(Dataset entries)
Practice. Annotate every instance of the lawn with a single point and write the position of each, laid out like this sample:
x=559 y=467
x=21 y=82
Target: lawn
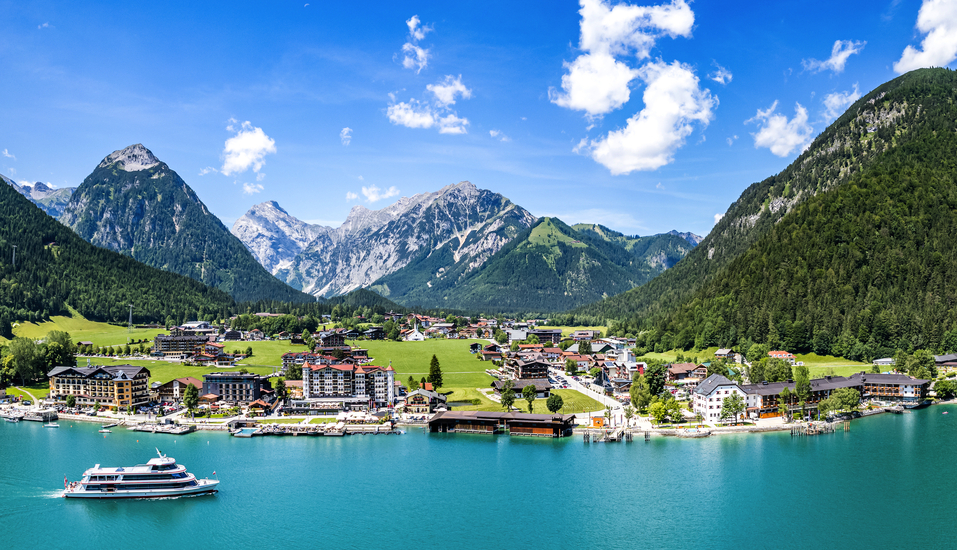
x=39 y=391
x=81 y=330
x=460 y=369
x=266 y=353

■ Task description
Pictures must be left out when the records are transcribed exactly.

■ Solution below
Practice. Annotate every instance of the lawn with a single point and write the position of each, laid out like this sample:
x=559 y=467
x=21 y=82
Target: lawn
x=39 y=391
x=81 y=330
x=460 y=369
x=266 y=353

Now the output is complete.